■ Entries from a dataset
§

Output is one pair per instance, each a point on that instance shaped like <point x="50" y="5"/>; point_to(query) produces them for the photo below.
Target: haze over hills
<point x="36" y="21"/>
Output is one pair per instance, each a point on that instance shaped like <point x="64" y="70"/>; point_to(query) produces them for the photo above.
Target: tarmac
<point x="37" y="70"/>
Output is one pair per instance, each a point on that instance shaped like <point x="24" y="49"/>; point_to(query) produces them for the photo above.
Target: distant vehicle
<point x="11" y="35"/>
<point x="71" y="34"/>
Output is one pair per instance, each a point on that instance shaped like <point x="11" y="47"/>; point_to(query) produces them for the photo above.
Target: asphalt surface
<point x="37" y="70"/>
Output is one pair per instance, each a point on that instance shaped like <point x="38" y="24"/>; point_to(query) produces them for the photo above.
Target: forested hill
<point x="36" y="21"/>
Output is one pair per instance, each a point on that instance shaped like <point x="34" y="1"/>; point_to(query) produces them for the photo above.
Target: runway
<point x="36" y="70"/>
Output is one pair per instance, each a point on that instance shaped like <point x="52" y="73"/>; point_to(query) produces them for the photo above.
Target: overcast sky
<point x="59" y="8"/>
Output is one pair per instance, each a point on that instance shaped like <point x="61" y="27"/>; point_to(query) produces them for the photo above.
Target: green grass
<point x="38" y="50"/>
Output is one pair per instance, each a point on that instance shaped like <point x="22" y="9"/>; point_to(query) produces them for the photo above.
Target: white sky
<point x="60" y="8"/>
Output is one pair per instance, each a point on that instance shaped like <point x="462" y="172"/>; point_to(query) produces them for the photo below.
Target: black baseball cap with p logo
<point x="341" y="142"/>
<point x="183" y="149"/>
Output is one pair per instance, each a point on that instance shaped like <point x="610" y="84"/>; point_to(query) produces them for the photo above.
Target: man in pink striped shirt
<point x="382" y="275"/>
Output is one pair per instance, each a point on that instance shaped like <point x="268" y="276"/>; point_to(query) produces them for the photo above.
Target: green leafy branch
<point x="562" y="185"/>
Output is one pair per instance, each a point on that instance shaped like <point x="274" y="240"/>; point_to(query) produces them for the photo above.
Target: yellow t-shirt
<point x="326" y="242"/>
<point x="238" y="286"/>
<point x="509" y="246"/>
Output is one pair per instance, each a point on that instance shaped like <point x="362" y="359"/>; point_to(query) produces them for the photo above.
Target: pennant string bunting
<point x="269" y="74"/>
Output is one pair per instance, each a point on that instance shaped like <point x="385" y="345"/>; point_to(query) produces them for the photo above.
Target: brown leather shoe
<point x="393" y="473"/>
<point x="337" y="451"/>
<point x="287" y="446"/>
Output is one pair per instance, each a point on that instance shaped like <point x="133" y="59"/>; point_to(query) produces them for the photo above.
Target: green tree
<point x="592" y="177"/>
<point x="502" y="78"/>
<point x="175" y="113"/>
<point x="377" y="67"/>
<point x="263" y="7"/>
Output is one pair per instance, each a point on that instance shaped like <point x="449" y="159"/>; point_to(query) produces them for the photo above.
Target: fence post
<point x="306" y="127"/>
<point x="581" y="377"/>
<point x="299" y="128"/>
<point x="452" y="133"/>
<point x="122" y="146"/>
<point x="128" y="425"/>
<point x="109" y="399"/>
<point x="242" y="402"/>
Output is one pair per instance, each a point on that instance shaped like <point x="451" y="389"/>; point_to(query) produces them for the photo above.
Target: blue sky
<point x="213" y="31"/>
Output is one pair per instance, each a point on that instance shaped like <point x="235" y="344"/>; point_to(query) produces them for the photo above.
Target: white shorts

§

■ Exercise requirements
Please repeat all the records above exactly as they appear.

■ Final result
Output is one pair per instance, each a point on that instance shaped like <point x="50" y="5"/>; point_to(query) produces them for the photo below.
Target: haze over hills
<point x="36" y="21"/>
Output is one pair per instance, each a point on that instance shaped like <point x="64" y="70"/>; point_to(query) produces them for the photo above.
Target: tarmac
<point x="37" y="70"/>
Output is one pair per instance, each a point on that instance shaped like <point x="24" y="49"/>; point_to(query) produces them for the photo above.
Target: distant vehicle
<point x="11" y="35"/>
<point x="71" y="34"/>
Output is one pair per instance, each a point on that instance shaped like <point x="11" y="47"/>; point_to(query) produces them for the photo above.
Target: asphalt surface
<point x="37" y="70"/>
Output is one pair per instance, each a point on that instance shaped like <point x="38" y="24"/>; point_to(query) produces them for the photo above.
Target: forested hill
<point x="36" y="21"/>
Output is one pair per instance, each a point on that instance shaped like <point x="34" y="1"/>; point_to(query) produces them for the photo above.
Target: runway
<point x="36" y="70"/>
Output is one pair per instance, each a point on that instance shaped like <point x="52" y="73"/>; point_to(query) produces them for the photo above.
Target: overcast sky
<point x="59" y="8"/>
Output is one pair per instance, each a point on that instance shaped like <point x="61" y="27"/>; point_to(query) produces them for the photo above.
Target: green grass
<point x="38" y="50"/>
Output is one pair per instance, each a point on that instance shaped like <point x="22" y="9"/>; point_to(query) produces them for the photo above.
Target: white sky
<point x="60" y="8"/>
Output is one pair per instance, each a point on that instance shaped like <point x="462" y="172"/>; point_to(query) produces them for the photo below.
Target: black baseball cap with p logo
<point x="341" y="142"/>
<point x="183" y="149"/>
Output is one pair per instance, each a point on that instance shaped like <point x="610" y="84"/>; point_to(query) produces them for the photo above.
Target: man in pink striped shirt
<point x="382" y="275"/>
Output is one pair per instance, each a point on that instance shaped like <point x="268" y="276"/>; point_to(query) produces them for the photo above.
Target: green leafy branch
<point x="562" y="185"/>
Output is one pair per instance, each a point on that instance shaped like <point x="274" y="240"/>; point_to(query) produces them for the photo above.
Target: yellow t-shirt
<point x="326" y="242"/>
<point x="238" y="286"/>
<point x="509" y="246"/>
Output is one pair per instance, each a point on that instance shaped like <point x="362" y="359"/>; point_to(query) produces them for the photo above.
Target: pennant string bunting
<point x="269" y="74"/>
Output is one pair per instance, each a point on that instance shaped like <point x="385" y="345"/>; point_to(query) produces them for the photo above.
Target: brown leather shoe
<point x="393" y="473"/>
<point x="337" y="451"/>
<point x="287" y="446"/>
Output is one pair per instance, each a point on that instance shaped like <point x="133" y="59"/>; point_to(query) produces them for the photo above.
Target: green tree
<point x="592" y="177"/>
<point x="502" y="78"/>
<point x="175" y="113"/>
<point x="377" y="67"/>
<point x="263" y="7"/>
Output is one pair per instance, each a point on that instance shaped like <point x="449" y="159"/>; point_to(query) produces them for the photo above.
Target: fence post
<point x="306" y="127"/>
<point x="581" y="377"/>
<point x="299" y="128"/>
<point x="452" y="133"/>
<point x="122" y="146"/>
<point x="128" y="425"/>
<point x="109" y="399"/>
<point x="242" y="402"/>
Output is one pair per instance, each a point on that instance shaped like <point x="451" y="389"/>; point_to(query) produces them for the photo above.
Target: blue sky
<point x="213" y="31"/>
Output is one pair per instance, each a point on that instance shaped like <point x="235" y="344"/>; point_to(query) produces them for the photo above.
Target: white shorts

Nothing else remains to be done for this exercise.